International experts in infection control and disease prevention met this week at the Inaugural iClean 2020 conference in Sydney to discuss the pressing need for innovative infection control reform in hospitals and aged care facilities, in the wake of the COVID-19 crisis.
According to keynote speaker, Professor Didier Pittet, Chair, Clean Hospitals, Director of the Infection Control Programme and World Health Organization (WHO) Collaborating Centre on Patient Safety, University of Geneva Hospitals, Switzerland, there has never been a more pertinent time to address infection control in our healthcare systems.
“During this devastating COVID-19 pandemic, up to one-in-five people who have contracted the virus globally are healthcare workers. We saw similar numbers with the SARs and MERS outbreaks.
“Furthermore, aged care residents accounted for 29 per cent of COVID-19-related deaths in Australia, and this rate is even higher in Europe, the United States and the United Kingdom, who have been hardest hit by the pandemic,” said Prof Pittet.
“We are therefore, calling for urgent reform in our approach to cleaning and disinfection in hospitals and aged care homes. Through the ‘Clean Hospitals’ initiative, we hope to create better procedures, training, auditing and management processes, that will allow cleaning and infection control managers around the world to improve quality and outcomes.”
Clean Hospitals is an international network seeking to harness the collective strength of industry, academia, hospitals, government bodies and key stakeholders across disciplines, to increase patient safety, and focus international attention on the need for improved hospital environmental hygiene.
According to Professor Ruth Carrico, Family Nurse Practitioner, Division of Infectious Diseases, and Clinical Director of the Global Health Center Vaccine and International Travel Clinic, University of Louisville School of Medicine, USA, “Reforming hospital and aged care disinfection systems can not only help to continue to manage COVID-19, but also reduce the incidence of other hospital and aged care facility-acquired infections.
“We need to look at hospitals and aged care facilities as a ‘patient’ that requires a cohesive and interdependent team to care for it. While in some ways, the COVID-19 pandemic has revealed flaws in the way we control infection, it has also provided an opportunity for us to reform these systems to better manage future outbreaks,” Prof Carrico said.
According to System Director of EVS, Safety and Security, Northside Hospital, Fiona Nemetz, Atlanta, providing comprehensive education and training to environmental services teams is just as critical as providing these services to healthcare workers.
“Ensuring all teams that make up the hospital infection control system are armed with the knowledge and tools to continue to effectively do their job, will help reassure both workers and the public, that the hospital is a safe place to be.”

● PARTS OF THE EXERCISE:
1 - In the iClean 2020 article, what percentage of COVID-19-related deaths in Australia were aged care residents?
2 - Translate this sentence from the iClean 2020 article into Spanish: "We saw similar numbers with the SARs and MERS outbreaks."

● Dataset entries:
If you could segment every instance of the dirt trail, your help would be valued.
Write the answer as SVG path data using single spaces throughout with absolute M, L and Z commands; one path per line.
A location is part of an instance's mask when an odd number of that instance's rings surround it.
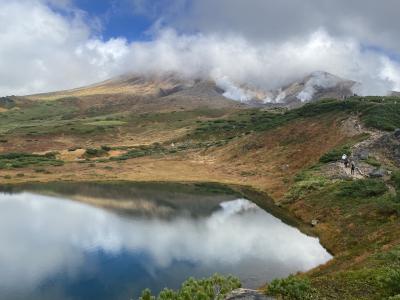
M 379 130 L 367 129 L 361 125 L 360 120 L 357 117 L 353 116 L 348 118 L 342 124 L 342 129 L 350 136 L 356 136 L 362 133 L 369 134 L 368 139 L 359 142 L 351 147 L 351 155 L 349 157 L 350 161 L 354 160 L 356 169 L 354 174 L 351 174 L 351 168 L 346 168 L 343 162 L 338 161 L 335 163 L 336 173 L 346 175 L 347 177 L 351 177 L 354 179 L 363 179 L 368 177 L 363 171 L 363 168 L 360 166 L 360 157 L 363 152 L 369 152 L 369 148 L 373 145 L 378 139 L 380 139 L 385 133 Z

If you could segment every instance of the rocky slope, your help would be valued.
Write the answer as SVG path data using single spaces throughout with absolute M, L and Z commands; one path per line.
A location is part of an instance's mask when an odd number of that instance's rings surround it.
M 177 74 L 147 77 L 124 75 L 87 87 L 31 95 L 27 98 L 54 100 L 63 97 L 79 97 L 86 100 L 96 98 L 120 101 L 129 97 L 131 101 L 128 99 L 128 102 L 138 100 L 141 105 L 152 104 L 152 110 L 157 106 L 165 109 L 171 105 L 184 108 L 198 106 L 213 108 L 283 106 L 292 108 L 323 98 L 343 99 L 351 96 L 355 84 L 354 81 L 320 71 L 274 90 L 238 85 L 226 77 L 205 80 L 187 79 Z

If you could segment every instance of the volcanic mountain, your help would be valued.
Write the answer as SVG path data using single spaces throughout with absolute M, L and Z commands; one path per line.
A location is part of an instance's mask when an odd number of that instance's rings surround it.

● ANSWERS:
1 - 29 per cent

2 - Vimos cifras similares con los brotes de SARs y MERS.